▸ Quelle
Museum Minutoli
Das Museum Minutoli ist aus einer Sammlung kunstgewerblicher Objekte und Artefakte des preußischen Regierungsinspektors und Kunstsammlers Alexander von Minutoli hervorgegangen. Das Museum selbst geht zurück auf einen Auftrag des preußischen Königs Friedrich Wilhelm IV. und war gedacht als Vorbildsammlung für das preußische Kunsthandwerksgewerbe. Als Gründungsdatum des Museums gilt das Jahr 1844, als Minutoli seine Wohnung in Liegnitz regelmäßig sonntags zur Besichtigung für Besucher öffnete. Ab 1848 wurde die Sammlung im Liegnitzer Schloss untergebracht. Zur Dokumentation und Publikation wurde bereits ab 1840 das fotografische Verfahren der Daguerreotypie auf Papier verwendet.
Die Sammlung Minutolis gilt als das erste Kunstgewerbemuseum der Welt. 7200 Objekte aus der Sammlung Minutoli bilden einen Kern des späteren Berliner Kunstgewerbemuseums.[1][2]
Geschichte
Der Generalmajor Heinrich Menu von Minutoli (1772–1846) aus einer Genfer Uhrmacherfamilie und seine Söhne Adolph (1802–1846), Julius (1804–1860) und Alexander (1806–1887) waren nebenberuflich Sammler von archäologischen Funden, Antiken, Kunst und Kunstgewerbe. Als der Regierungsassessor Alexander von Minutoli als Dezernent für Gebirgs-Industrie-Angelegenheiten einen Überblick über den Entwicklungsstand der wichtigsten Gewerbe in Schlesien erstellt hatte, sollte er auch Vorschläge zur Wiederbelebung brach liegender Industriezweige geben. Er begann schon 1839 Objekte zu sammeln, die Handwerkern und Fabrikanten als Vorbilder zur Herstellung von wettbewerbsfähigen Produkten dienen konnten. 1840 erhielt er von König Friedrich Wilhelm IV. von Preussen den „Allerhöchsten Befehl“ zur Anlage einer entsprechenden Sammlung. Ende 1842 wurde er auf Dienstreisen nach Süddeutschland und Italien gesandt, um weitere geeignete Objekte zu erwerben.

▸ Aufgabe 1
Beantworten Sie anhand der Quelle zum Museum Minutoli:
(a) Ab welchem Jahr war die Sammlung im Liegnitzer Schloss untergebracht?
(b) Wie viele Objekte aus der Sammlung Minutoli bilden einen Kern des späteren Berliner Kunstgewerbemuseums?
(c) Aus welcher Familie stammte der Generalmajor Heinrich Menu von Minutoli?
▸ Aufgabe 2
Setzen Sie den Text über das Museum Minutoli im Anschluss an seinen letzten Satz fort.

▸ Datenzeilen

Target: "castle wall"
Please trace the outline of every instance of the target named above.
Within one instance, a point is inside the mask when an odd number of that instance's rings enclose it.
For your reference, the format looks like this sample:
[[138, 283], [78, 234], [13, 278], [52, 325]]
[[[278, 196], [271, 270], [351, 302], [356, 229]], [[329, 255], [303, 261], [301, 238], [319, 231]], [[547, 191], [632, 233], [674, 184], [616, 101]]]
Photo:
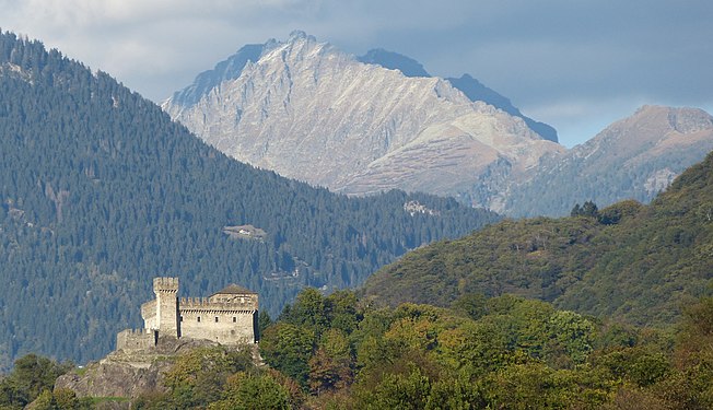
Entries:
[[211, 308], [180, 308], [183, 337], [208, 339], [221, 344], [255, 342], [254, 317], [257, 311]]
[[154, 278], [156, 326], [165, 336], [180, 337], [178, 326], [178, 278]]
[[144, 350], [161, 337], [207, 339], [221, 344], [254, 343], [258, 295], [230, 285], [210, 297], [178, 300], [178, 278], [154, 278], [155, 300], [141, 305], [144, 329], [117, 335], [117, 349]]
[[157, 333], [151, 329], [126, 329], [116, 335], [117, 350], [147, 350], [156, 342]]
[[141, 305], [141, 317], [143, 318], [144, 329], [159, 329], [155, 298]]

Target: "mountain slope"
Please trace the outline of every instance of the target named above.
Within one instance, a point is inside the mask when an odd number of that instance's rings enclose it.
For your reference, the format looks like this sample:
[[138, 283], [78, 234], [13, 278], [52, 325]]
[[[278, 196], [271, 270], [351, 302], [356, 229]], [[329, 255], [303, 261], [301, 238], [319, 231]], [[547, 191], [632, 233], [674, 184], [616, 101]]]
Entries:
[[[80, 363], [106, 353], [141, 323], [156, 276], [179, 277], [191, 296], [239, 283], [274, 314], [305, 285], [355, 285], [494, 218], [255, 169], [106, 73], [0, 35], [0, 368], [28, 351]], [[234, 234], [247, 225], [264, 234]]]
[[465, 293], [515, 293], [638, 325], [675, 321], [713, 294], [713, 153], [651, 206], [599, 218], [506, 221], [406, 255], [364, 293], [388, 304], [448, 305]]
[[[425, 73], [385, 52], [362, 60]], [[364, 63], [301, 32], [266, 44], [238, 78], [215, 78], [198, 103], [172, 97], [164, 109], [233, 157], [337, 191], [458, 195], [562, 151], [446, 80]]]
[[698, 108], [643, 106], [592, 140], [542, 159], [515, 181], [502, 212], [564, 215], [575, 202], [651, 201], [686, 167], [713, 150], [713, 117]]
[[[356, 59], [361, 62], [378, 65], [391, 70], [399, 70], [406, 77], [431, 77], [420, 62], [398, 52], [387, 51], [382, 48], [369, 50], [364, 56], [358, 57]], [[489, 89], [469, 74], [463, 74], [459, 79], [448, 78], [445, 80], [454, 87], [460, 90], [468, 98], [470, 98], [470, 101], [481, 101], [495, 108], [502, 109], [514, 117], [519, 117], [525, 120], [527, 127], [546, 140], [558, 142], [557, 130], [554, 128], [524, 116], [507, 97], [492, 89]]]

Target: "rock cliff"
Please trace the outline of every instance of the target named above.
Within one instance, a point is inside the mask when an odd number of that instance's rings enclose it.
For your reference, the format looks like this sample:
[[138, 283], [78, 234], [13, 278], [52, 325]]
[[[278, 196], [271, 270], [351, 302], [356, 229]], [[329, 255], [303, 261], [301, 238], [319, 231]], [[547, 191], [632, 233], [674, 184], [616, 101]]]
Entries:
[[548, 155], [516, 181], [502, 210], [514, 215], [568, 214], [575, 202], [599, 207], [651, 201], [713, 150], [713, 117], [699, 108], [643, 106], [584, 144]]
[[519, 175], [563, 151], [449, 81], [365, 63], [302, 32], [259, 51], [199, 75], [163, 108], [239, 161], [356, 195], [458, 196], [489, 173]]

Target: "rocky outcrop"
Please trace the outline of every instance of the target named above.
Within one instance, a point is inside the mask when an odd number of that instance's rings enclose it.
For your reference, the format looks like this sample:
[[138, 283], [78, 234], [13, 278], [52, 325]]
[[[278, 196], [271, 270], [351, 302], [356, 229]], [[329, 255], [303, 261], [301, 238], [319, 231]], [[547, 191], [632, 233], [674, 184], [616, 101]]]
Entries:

▸ Schriftliche Antwort 1
(a) Ab 1848.
(b) 7200 Objekte.
(c) Aus einer Genfer Uhrmacherfamilie.

▸ Schriftliche Antwort 2
Ab April 1844 öffnete Alexander von Minutoli sonntags für mehrere Stunden seine Wohnung in der Goldbergerstraße 33 in Liegnitz zur Besichtigung seiner „Sammlung von Erzeugnissen der Industrie der Vorzeit zum Besten des hiesigen Frauen-Vereins“. Zu sehen waren 3687 Objekte, vor allem Keramik und Glas. Damit war in Liegnitz ein neuartiges Museum, das Industrie und Kunst verband, das erste Kunstgewerbemuseum der Welt, entstanden. Es war das Museum der Familie Minutoli, das „Institut Minutoli“. Erste Objekte, die nach Vorbildern in diesem Museum entstanden waren, wurden auf der „Allgemeinen Deutschen Gewerbe-Ausstellung der industrieerzeugnisse des Zoll- und Handelsvereins“ ab August 1844 im Berliner Zeughaus vorgestellt. Zur Aufstellung und Präsentation der stetig wachsenden Sammlung stellte König Alexander von Minutoli zunächst zehn, später achtzehn Räume im ersten Stock des Liegnitzer Schlosses zur Verfügung.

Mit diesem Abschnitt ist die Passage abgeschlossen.